◆ **Your objective**: In the passage on summer camp wages below, copy word for word everything from "Competitive pay is" to "Superintendent Kim Farrell.".

=== Selected excerpt ===

Marcellus said the department initially had a hard time recruiting people to work at the summer camps. But once they raised the wage from $13 per hour to $15 per hour, which was competitive with other summer camps, they were able to fill out the staff. In 2021, the city paid camp counselors $11.50 per hour, Marcellus said.

“We knew we had to raise our pay rate as well to be competitive,” he said.

Competitive pay is also a factor for staffing levels at the Beavercreek Parks and Rec Department, which hosts one eight-week camp and several sports camps each summer.

For summer camp counselors, the pay scale starts at $11.20 per hour and can rise to $14. Pay for camp directors ranges from $12 to $16 per hour.

“I think people are looking for more money. They can go to Chik-fil-A or Target to work for $15 to $20 an hour and that’s not something we can (offer),” said Parks and Rec Superintendent Kim Farrell.

=== Entries shown ===

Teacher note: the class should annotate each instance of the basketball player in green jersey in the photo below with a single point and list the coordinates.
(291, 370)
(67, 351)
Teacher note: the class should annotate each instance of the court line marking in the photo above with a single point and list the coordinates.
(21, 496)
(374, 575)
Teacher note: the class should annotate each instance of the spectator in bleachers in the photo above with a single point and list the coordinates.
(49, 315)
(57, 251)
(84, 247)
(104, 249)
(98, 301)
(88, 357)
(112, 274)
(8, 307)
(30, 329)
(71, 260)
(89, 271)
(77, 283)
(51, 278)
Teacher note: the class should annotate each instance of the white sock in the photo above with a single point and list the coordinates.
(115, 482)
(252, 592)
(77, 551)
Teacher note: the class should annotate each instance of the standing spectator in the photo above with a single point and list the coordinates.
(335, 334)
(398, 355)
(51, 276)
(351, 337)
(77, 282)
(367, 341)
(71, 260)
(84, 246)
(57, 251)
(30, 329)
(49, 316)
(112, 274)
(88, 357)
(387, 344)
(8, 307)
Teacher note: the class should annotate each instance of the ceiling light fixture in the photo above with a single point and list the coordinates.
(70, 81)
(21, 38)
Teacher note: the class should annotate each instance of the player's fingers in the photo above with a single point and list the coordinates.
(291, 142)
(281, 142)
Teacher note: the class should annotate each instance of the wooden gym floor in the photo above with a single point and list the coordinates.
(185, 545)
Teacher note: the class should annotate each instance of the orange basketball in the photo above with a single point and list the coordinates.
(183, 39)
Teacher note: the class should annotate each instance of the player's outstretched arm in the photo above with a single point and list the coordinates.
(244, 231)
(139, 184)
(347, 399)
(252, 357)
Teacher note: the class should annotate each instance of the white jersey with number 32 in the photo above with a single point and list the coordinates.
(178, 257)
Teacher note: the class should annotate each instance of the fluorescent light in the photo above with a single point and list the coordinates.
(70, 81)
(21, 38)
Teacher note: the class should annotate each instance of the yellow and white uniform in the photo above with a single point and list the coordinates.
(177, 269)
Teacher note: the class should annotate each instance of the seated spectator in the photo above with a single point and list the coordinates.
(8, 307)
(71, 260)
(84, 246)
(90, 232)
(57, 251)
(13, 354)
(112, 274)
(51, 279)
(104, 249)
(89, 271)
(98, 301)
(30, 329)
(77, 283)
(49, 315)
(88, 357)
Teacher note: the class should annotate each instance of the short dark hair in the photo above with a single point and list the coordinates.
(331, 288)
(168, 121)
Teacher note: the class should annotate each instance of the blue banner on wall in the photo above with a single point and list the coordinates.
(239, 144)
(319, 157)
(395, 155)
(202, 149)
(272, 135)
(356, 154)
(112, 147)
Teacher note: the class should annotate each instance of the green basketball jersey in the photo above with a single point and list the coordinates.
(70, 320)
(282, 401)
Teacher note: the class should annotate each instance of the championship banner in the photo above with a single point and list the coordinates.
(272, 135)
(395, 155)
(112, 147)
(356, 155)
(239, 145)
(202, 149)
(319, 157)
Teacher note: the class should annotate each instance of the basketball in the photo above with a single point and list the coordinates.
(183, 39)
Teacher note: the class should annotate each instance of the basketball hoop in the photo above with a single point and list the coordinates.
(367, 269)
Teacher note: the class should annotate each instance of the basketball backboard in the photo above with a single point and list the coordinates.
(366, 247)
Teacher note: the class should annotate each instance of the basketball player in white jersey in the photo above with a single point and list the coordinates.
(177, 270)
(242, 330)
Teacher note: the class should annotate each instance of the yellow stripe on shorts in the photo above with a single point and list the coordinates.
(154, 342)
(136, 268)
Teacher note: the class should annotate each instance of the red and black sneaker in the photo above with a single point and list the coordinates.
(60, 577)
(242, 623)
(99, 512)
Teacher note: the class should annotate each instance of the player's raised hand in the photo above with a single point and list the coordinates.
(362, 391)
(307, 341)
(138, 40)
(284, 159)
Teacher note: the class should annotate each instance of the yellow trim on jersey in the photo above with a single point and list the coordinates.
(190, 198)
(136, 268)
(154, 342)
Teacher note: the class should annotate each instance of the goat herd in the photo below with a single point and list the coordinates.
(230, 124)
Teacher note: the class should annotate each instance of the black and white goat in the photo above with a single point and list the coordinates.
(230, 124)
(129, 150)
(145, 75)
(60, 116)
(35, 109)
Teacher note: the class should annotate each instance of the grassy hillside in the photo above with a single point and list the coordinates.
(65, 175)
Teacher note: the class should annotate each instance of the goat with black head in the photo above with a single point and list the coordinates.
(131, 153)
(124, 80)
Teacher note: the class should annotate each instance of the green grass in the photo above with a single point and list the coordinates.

===

◆ **Result of this task**:
Competitive pay is also a factor for staffing levels at the Beavercreek Parks and Rec Department, which hosts one eight-week camp and several sports camps each summer.

For summer camp counselors, the pay scale starts at $11.20 per hour and can rise to $14. Pay for camp directors ranges from $12 to $16 per hour.

“I think people are looking for more money. They can go to Chik-fil-A or Target to work for $15 to $20 an hour and that’s not something we can (offer),” said Parks and Rec Superintendent Kim Farrell.